### EXERCISE TASKS:
1. Answer these questions using the post about the Mother Theresa Resource Centre.
(a) On which days does the Centre offer planned activities and resources for academic studies?
(b) What organization is Mike part of?
(c) What were the students from John MacKenzie preparing to paint on the wall?
2. Copy the passage from the post about the Mother Theresa Resource Centre word for word, starting at "Wednesday, June 22, 2011" and ending at "program a necessity.".

By: Vanessa Silverman

Wednesday, June 22, 2011

Mother Theresa Resource Centre

Saturday began at the Mother Theresa Resource Centre; a place for children to spend time with planned activities, like games, and resources for academic studies on Mondays, Wednesdays, and Fridays. On Saturdays, there is a food program that distributes meals for those in attendance. The Centre is located in Monarch, which is an area where poverty is prevalent. It is one of the poorer communities in Francistown. This was made evident when we were told that this was the first and more likely the last meal for these children today, making Saturdays’ meal program a necessity.
As we pulled in, there were kids everywhere, but we found out that there were fewer kids than usual.  We began in the building talking to Mike, who is in the Peace Corps; he is the “man in charge” of the Centre.  At the time, they were repairing the roof and ceiling from where a storm banged it up back in October, and in the other room there were students from John MacKenzie—a school—drawing and preparing to paint a mural on the wall. 
From there, we went out to watch the younger children play games; their spirit is impossible to fail to notice.  They were corralled into two teams, bounded together by a rope they held up; then we (Leah, Vanessa, and I) were divided into the teams.  Vanessa and Leah were on the same team, and I was a loner; the kids, like all kids and pretty much everyone in Botswana, did not have a problem staring.  It never bothers me when children stare though; they are just curious.
 Seeing a real, live white girl in person is probably a rare occurrence for them.  However, they were all very, very sweet; some would stare and smile, others would stand close to me and we would talk, and still there were a few who were brave enough to hug me without any previous glances or interactions.  More specifically, there was one girl who was all about me:  she would hug me, hold my hand, poke and prod, and even hang on me.  She was absolutely adorable and filled with love and friendliness; after she noticed my hair, she was greatly fascinated by it.  At one point, one of the older girls came and stood closer to me; I smiled at her, but I failed to pick up on the fact that she wanted to talk but was too scared to begin the conversation.  She then retreated to her previous placement further away. After her retreat, I picked up on her social cue.  Luckily, she later returned.

### DATASET:
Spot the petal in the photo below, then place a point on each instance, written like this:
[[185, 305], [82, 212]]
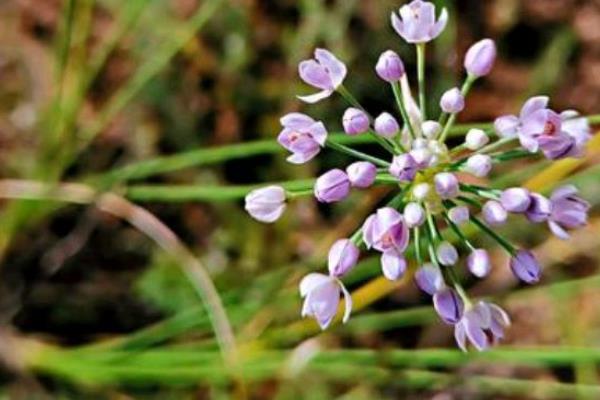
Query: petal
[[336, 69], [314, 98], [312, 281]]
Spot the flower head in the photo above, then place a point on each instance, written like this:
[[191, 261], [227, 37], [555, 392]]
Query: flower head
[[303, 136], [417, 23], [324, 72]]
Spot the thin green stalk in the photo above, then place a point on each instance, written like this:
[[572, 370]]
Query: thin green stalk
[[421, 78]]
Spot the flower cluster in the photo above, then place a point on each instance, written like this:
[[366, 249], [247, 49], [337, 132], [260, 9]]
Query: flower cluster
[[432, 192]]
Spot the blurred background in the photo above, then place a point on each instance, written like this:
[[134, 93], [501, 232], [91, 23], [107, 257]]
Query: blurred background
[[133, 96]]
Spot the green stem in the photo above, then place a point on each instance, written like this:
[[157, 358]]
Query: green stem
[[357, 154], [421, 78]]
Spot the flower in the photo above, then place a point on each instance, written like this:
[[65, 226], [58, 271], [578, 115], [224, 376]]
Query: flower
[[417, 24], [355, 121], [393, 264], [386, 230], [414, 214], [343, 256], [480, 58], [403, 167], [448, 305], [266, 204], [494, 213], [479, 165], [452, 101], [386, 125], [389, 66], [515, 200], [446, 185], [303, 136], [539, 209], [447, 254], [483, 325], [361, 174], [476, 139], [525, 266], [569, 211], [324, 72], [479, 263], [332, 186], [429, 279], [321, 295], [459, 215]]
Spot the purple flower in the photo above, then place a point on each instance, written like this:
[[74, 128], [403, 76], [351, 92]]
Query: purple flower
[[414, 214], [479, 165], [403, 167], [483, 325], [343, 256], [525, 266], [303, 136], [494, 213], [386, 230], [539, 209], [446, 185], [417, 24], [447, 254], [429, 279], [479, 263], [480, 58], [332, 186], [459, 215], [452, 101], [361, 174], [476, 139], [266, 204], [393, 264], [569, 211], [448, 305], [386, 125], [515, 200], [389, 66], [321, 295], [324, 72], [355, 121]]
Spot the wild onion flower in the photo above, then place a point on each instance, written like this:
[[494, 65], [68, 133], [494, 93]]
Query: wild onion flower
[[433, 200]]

### RESPONSES PER TASK:
1.
(a) Mondays, Wednesdays, and Fridays
(b) The Peace Corps
(c) A mural

2.
Wednesday, June 22, 2011

Mother Theresa Resource Centre

Saturday began at the Mother Theresa Resource Centre; a place for children to spend time with planned activities, like games, and resources for academic studies on Mondays, Wednesdays, and Fridays. On Saturdays, there is a food program that distributes meals for those in attendance. The Centre is located in Monarch, which is an area where poverty is prevalent. It is one of the poorer communities in Francistown. This was made evident when we were told that this was the first and more likely the last meal for these children today, making Saturdays’ meal program a necessity.